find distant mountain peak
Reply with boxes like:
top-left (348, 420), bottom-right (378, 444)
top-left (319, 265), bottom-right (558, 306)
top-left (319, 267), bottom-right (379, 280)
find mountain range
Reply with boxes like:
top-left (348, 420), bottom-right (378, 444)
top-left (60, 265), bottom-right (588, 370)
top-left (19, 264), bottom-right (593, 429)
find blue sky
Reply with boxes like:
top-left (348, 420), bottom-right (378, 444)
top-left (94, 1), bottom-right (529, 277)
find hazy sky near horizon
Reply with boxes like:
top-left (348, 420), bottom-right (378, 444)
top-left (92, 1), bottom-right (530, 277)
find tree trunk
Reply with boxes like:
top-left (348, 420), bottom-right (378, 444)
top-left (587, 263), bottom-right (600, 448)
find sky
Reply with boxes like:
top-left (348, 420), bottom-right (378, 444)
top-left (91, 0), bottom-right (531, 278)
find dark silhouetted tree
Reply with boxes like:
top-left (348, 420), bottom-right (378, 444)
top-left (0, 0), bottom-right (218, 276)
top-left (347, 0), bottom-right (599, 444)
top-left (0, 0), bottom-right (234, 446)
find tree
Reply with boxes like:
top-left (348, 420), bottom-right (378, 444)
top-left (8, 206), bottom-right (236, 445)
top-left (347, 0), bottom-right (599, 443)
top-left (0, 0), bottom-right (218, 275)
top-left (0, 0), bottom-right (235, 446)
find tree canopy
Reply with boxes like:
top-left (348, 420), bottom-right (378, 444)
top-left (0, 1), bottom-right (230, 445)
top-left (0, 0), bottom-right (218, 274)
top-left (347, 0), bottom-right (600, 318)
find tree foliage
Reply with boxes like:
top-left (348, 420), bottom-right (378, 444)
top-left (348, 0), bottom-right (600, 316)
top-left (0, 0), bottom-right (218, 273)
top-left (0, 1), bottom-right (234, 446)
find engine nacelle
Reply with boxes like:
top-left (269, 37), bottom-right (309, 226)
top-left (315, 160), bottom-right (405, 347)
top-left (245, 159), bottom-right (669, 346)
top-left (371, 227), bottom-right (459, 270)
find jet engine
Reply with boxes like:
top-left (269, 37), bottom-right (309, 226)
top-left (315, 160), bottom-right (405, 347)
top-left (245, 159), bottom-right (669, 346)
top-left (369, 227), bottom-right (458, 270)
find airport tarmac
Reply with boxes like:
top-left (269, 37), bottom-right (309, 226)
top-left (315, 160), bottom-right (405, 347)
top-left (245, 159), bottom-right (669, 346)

────

• [Exercise]:
Among the records above, find the lines that contain "engine" and copy every one.

• [Answer box]:
find engine nacelle
find jet engine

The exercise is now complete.